▶ [Direction]
Please recast the lines below as a JSON list of strings, one string per line, running from the line that contains "[outline] red upholstered" to the line that contains "M204 247L203 235L204", both included. Leave out any blank lines.

-- Start Data lines --

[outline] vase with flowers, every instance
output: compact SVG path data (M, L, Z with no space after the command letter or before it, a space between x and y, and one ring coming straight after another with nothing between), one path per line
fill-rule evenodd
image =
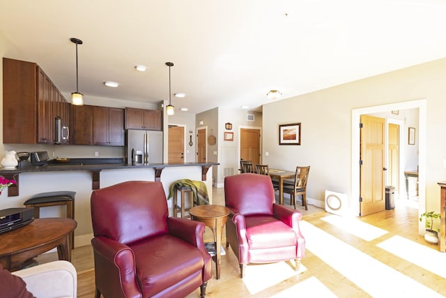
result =
M1 195L1 192L5 189L8 188L13 184L15 184L15 181L14 180L10 180L3 177L0 176L0 195Z

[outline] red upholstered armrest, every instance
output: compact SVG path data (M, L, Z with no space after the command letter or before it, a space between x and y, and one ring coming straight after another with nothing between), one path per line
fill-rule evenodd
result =
M203 246L206 251L203 241L204 223L185 218L168 217L167 227L171 235L180 238L199 248Z
M104 265L100 270L105 271L106 274L102 276L105 277L107 275L112 275L116 270L116 269L114 270L114 267L117 268L121 276L122 290L125 297L141 297L137 281L133 251L125 244L102 236L93 238L91 240L91 246L95 254L95 258L98 257L100 259L95 260L95 262L100 262ZM109 283L109 281L98 281L106 284Z
M291 227L294 230L298 240L297 258L302 258L305 255L305 239L300 233L299 223L302 219L302 214L298 210L293 210L283 205L272 205L274 216Z
M204 247L203 235L204 234L204 223L189 219L168 217L167 226L169 233L177 238L198 248L203 255L204 266L203 268L203 281L208 281L212 276L211 256Z
M295 225L299 226L299 221L302 219L302 214L298 210L292 210L283 205L274 204L272 205L274 216L283 221L291 228Z

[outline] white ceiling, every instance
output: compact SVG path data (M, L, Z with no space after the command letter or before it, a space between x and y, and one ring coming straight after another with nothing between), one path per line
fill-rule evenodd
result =
M0 33L5 57L36 62L68 93L69 39L82 39L86 98L167 99L171 61L172 94L187 94L172 104L197 113L258 110L271 89L283 99L445 57L445 15L440 0L0 0Z

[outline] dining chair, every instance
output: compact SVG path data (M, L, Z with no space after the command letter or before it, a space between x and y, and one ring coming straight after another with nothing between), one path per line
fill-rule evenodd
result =
M256 173L260 174L261 175L268 175L268 165L256 164Z
M254 165L251 161L240 161L240 169L242 173L254 173Z
M309 165L307 167L297 166L294 185L284 185L284 193L290 195L290 204L294 204L294 209L295 209L295 197L302 195L302 205L305 207L305 210L308 210L308 207L307 206L307 181L308 181L309 172Z

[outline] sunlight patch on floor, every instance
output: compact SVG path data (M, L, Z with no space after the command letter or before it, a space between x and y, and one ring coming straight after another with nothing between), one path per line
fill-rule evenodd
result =
M385 230L357 218L330 215L321 219L365 241L371 241L388 233Z
M430 248L401 236L394 236L376 246L443 278L446 278L446 271L445 271L445 268L446 268L446 254L445 253Z
M335 298L337 296L330 291L328 288L325 287L318 279L314 276L312 276L297 285L280 291L277 294L271 296L271 298L289 298L294 297L298 297L300 298Z
M294 260L291 263L294 266ZM286 262L254 264L246 267L243 283L249 293L254 295L305 271L302 264L298 272Z
M300 228L308 251L372 297L443 297L305 221Z

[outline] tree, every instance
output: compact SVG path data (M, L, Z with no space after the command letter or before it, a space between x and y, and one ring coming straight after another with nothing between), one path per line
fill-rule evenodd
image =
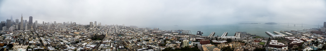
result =
M31 48L31 47L29 47L29 46L27 47L27 49L29 49L29 48Z
M75 42L75 43L76 43L76 44L78 43L79 43L79 41L76 41L76 42Z
M8 47L9 47L9 48L12 48L12 47L14 47L14 45L13 45L12 44L9 44L8 45Z
M254 51L266 51L266 48L265 47L263 47L263 48L256 48L254 50Z
M232 42L232 39L231 39L231 38L228 38L226 39L226 41L230 42Z
M268 41L271 41L271 38L268 38Z
M228 46L227 47L224 47L221 48L221 50L222 50L222 51L233 51L232 49L230 48L230 47Z

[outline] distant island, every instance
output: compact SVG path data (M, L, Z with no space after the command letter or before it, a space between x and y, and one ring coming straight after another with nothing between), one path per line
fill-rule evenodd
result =
M239 23L239 24L260 24L260 23Z
M277 23L275 23L275 22L272 22L266 23L265 23L265 24L278 24Z

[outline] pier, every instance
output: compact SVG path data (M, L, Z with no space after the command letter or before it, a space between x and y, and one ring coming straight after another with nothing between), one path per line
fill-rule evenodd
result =
M295 32L299 32L299 33L302 33L304 32L300 32L300 31L295 31L295 30L291 30L291 31Z
M215 35L215 32L212 32L210 34L209 34L209 36L208 36L208 37L213 37L213 36L214 36L214 35Z
M274 33L276 33L276 34L278 34L282 35L283 35L283 36L286 36L286 35L284 35L284 34L282 34L282 33L279 33L278 32L276 32L276 31L274 31L274 32L274 32Z
M284 34L288 34L288 35L293 35L293 34L291 34L291 33L288 33L288 32L284 32L284 31L280 31L280 32L281 33L284 33Z
M266 33L266 34L267 34L267 35L269 35L269 36L270 36L271 37L273 38L275 38L276 37L283 36L282 35L274 35L273 34L272 34L272 33L271 33L271 32L269 32L268 31L266 31L266 32L265 32L265 33Z
M289 32L289 33L291 33L292 34L298 34L298 33L294 32L292 32L292 31L285 31L287 32Z
M304 31L304 32L308 32L308 31L305 31L302 30L298 30L298 31Z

-- End Data lines --

▶ [Result of the exercise]
[
  "[outline] red upholstered armrest, every instance",
  "output: compact SVG path data (M, L, Z with no space after the command letter or before it, a space between x and y, and one ring coming straight after another with nothing between), one path per line",
  "fill-rule evenodd",
  "result =",
  "M203 246L206 251L203 241L204 223L185 218L168 217L167 227L171 235L180 238L199 248Z",
  "M104 265L100 270L105 271L106 274L102 276L105 277L107 275L112 275L116 270L116 269L114 270L114 267L117 268L121 276L122 290L125 297L141 297L137 281L133 251L125 244L102 236L93 238L91 240L91 246L95 254L95 258L98 257L100 259L95 260L95 262L100 262ZM109 283L109 281L98 281L106 284Z",
  "M291 227L294 230L298 240L297 258L302 258L305 255L305 239L300 233L299 223L302 219L302 214L298 210L293 210L283 205L272 205L274 216Z",
  "M204 247L203 235L204 234L204 223L189 219L168 217L167 226L169 233L177 238L198 248L203 255L204 266L203 268L203 281L208 281L212 276L211 256Z"
]